§ **Data shown**
══════

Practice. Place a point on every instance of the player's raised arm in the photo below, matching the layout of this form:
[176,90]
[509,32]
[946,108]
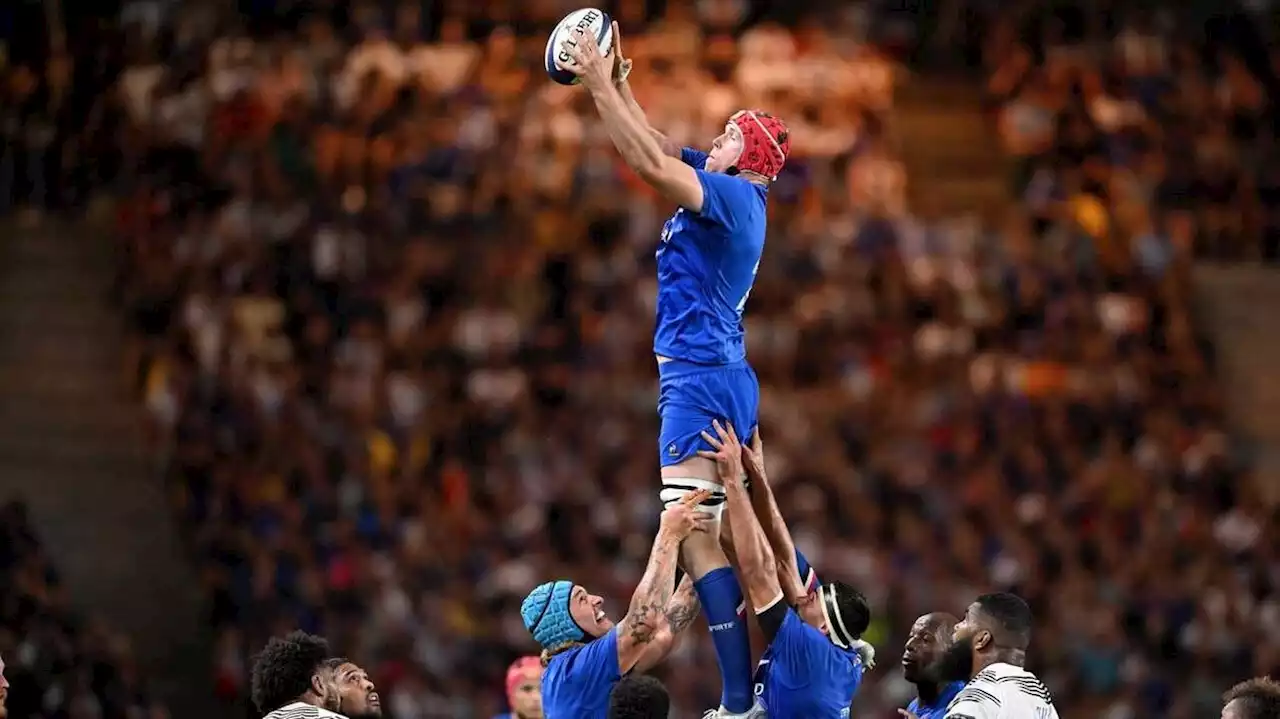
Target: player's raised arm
[647,627]
[630,134]
[755,563]
[621,71]
[681,612]
[764,505]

══════

Rescale the rows above by writing out every line again, requests included, with each answer coordinate multiplied by 2.5 and rounded to a whole number, halves rounding up. Keep the sample coordinates inside the requests unchanged, and leave the pictures out.

Practice. Place a point on every instance of the player's raised arm in the photo below, matching the layout of this form:
[176,90]
[509,32]
[946,108]
Target: player's raised arm
[1618,1568]
[1575,335]
[1888,1408]
[1553,178]
[1703,1530]
[1910,1263]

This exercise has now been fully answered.